Александр МОСКАЛЕЦ: «Новый канал» – это попытка социальной терапии»
Как известно, сейчас «Новый канал» переживает сложные времена. Вместо планируемого перехода от вещания только в формате студий прямого эфира к полноценному производству программ — пришлось сократить даже объем эфира студий. Тем не менее на канале остаются люди, которые либо верят, что все изменится к лучшему, либо им просто интересно работать именно в этой команде. Одно из таких «лиц» канала — Александр Москалец.
В детстве Александр Москалец мечтал стать водителем троллейбуса. И правда, что может быть увлекательней и романтичней путешествия по улицам Киева?! Только музыка, — решил он чуть позже. «Одна, но пламенная страсть» не помешала ему, окончив музыкальную школу (за два года вместо четырех) и музыкальное училище им. Глиэра (за три вместо семи), пройти полный курс обучения в Университете культуры по специальности библиографа, а затем углубиться в изучение языков и литературы стран западной Европы, Америки и Австралии в аспирантуре при Институте литературы Академии наук. На загадочную в нашем телепространстве территорию 52-дециметрового ТВ-канала он «десантировался» с радио «Континент», где вел программу о классической музыке в прямом эфире.
— С проектом такой передачи на ТВ я обошел почти все телестудии города, — вспоминает Александр. — Везде соглашались: зритель истосковался по серьезной музыке и... называли цифры, в которые обойдется одна передача. В сетке «Нового канала» программа также не предусматривалась, но мне предложили попробоваться ведущим новостей и авторских программ. А недавно все же появилась реальная возможность в дневных получасовых выходах по выходным делать то, о чем мечтал.
— Концепцию «Нового канала» когда-то определяли как «Пространство для импровизации»...
— Наверное, поэтому я и остался. Прямой эфир, импровизация, эффектная, яркая, — именно в таком режиме я и способен существовать в кадре наиболее органично и продуктивно. Тут уж необходим полный внутренний арсенал, присутствие некой вербальной доминанты.

» **Текст задания 1**:
Какую программу Александр Москалец вел на радио «Континент», согласно интервью?
» **Текст задания 2**:
Найдите в записях все строки, где встречается слово «water», и перепишите каждую из них.
Текст и записи между собой никак не связаны.

» **Данные**:
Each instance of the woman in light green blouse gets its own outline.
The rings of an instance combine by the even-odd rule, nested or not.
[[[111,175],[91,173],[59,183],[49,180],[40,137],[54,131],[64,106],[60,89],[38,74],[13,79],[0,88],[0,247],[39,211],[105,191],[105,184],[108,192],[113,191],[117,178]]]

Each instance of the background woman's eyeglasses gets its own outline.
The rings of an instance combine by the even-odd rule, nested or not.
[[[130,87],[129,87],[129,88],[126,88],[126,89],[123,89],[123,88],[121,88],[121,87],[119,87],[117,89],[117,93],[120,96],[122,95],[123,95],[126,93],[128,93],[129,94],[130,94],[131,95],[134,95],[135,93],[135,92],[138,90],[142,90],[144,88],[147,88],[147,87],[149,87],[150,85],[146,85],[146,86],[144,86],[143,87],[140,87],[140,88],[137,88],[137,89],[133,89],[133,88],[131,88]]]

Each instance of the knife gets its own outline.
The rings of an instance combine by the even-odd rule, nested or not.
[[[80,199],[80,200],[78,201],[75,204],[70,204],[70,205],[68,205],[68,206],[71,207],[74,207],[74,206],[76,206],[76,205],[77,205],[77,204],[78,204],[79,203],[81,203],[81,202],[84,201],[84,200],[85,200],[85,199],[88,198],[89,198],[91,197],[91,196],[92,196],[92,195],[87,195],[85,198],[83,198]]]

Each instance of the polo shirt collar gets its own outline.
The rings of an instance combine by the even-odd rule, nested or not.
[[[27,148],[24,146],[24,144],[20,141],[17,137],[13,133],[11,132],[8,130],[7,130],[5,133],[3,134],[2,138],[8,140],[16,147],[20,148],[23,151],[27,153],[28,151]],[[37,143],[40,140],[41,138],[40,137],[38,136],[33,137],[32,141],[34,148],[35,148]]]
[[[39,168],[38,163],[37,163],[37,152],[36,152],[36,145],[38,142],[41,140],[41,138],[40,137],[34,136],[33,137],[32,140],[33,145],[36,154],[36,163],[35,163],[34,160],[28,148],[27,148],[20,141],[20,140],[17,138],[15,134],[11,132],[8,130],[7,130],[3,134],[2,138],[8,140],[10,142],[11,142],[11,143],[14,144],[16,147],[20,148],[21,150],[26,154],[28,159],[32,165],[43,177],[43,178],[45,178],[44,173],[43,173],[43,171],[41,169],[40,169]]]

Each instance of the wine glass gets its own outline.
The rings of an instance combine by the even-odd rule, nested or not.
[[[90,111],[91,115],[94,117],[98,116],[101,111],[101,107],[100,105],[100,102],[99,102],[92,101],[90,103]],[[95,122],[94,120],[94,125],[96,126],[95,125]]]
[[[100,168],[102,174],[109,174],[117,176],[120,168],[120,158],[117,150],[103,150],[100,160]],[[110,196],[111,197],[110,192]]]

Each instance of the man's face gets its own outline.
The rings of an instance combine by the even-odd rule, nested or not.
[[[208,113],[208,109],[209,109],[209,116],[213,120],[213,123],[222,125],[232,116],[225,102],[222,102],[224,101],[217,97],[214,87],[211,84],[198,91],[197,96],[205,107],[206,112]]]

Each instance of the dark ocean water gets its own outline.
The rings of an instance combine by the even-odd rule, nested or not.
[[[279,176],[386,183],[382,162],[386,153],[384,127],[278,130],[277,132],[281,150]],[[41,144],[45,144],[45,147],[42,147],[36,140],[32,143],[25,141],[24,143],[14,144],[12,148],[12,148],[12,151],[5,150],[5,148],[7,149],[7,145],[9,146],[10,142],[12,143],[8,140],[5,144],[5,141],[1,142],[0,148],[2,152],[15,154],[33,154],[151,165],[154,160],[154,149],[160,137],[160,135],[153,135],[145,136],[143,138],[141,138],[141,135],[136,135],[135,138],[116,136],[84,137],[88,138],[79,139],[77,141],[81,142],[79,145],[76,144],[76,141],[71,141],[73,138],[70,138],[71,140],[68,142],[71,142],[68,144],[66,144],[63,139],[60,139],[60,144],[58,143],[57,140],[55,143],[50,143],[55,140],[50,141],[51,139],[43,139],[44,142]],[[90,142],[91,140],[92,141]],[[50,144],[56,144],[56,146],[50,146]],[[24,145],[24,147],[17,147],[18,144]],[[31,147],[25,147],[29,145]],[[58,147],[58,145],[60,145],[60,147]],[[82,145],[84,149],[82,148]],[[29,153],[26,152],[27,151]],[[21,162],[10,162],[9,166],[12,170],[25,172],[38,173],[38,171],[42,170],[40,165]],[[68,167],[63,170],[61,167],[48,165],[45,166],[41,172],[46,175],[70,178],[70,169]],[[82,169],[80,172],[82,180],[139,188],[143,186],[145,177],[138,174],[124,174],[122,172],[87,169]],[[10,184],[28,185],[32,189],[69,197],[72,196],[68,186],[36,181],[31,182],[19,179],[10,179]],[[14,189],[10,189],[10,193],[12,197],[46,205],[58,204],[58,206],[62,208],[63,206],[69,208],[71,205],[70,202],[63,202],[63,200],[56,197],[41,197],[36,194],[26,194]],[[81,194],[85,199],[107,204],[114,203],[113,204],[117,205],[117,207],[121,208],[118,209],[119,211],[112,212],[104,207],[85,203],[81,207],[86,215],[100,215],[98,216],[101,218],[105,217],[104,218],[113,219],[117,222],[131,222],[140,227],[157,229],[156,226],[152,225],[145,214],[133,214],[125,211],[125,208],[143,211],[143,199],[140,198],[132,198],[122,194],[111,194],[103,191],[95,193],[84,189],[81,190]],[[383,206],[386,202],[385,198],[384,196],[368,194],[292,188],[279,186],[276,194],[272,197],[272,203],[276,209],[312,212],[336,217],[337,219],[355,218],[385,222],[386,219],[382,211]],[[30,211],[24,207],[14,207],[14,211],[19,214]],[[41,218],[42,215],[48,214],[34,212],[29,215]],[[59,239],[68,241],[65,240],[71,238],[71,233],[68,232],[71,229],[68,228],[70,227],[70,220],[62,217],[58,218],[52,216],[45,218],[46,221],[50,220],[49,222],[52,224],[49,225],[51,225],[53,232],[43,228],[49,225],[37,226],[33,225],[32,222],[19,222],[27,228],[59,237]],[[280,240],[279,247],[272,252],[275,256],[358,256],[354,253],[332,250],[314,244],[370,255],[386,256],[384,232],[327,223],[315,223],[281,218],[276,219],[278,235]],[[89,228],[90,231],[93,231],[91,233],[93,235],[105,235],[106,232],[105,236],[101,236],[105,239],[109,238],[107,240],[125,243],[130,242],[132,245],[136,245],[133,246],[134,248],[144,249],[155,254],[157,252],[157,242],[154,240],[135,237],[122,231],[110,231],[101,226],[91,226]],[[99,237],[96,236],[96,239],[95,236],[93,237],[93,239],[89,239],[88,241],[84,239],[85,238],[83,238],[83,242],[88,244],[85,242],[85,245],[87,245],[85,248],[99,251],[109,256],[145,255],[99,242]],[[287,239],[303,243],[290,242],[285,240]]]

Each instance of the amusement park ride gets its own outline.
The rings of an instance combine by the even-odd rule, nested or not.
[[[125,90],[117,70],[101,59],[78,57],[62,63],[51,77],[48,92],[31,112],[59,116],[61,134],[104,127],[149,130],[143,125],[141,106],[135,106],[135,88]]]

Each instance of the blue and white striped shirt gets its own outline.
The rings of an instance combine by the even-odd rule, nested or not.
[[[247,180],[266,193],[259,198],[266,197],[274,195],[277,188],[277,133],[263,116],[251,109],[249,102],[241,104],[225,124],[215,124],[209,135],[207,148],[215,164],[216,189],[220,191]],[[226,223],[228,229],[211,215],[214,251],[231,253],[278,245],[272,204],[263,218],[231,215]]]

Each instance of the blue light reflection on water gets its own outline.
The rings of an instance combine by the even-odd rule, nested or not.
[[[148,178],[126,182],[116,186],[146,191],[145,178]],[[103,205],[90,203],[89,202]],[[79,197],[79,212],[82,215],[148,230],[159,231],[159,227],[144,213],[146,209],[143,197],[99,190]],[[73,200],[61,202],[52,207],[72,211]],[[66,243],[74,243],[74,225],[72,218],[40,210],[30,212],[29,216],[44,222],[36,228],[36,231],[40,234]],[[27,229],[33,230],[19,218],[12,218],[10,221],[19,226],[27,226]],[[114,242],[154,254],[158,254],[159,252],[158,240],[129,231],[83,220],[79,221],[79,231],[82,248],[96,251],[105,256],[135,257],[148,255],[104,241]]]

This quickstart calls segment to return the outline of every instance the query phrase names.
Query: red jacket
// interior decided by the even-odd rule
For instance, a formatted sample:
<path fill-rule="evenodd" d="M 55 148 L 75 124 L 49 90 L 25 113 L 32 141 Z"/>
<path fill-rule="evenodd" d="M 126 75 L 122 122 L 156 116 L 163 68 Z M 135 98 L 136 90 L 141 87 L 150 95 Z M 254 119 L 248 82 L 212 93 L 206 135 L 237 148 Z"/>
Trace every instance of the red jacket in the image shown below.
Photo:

» **Полный ответ 1**:
Программу о классической музыке в прямом эфире.

» **Полный ответ 2**:
Each instance of the dark ocean water gets its own outline.
Each instance of the blue light reflection on water gets its own outline.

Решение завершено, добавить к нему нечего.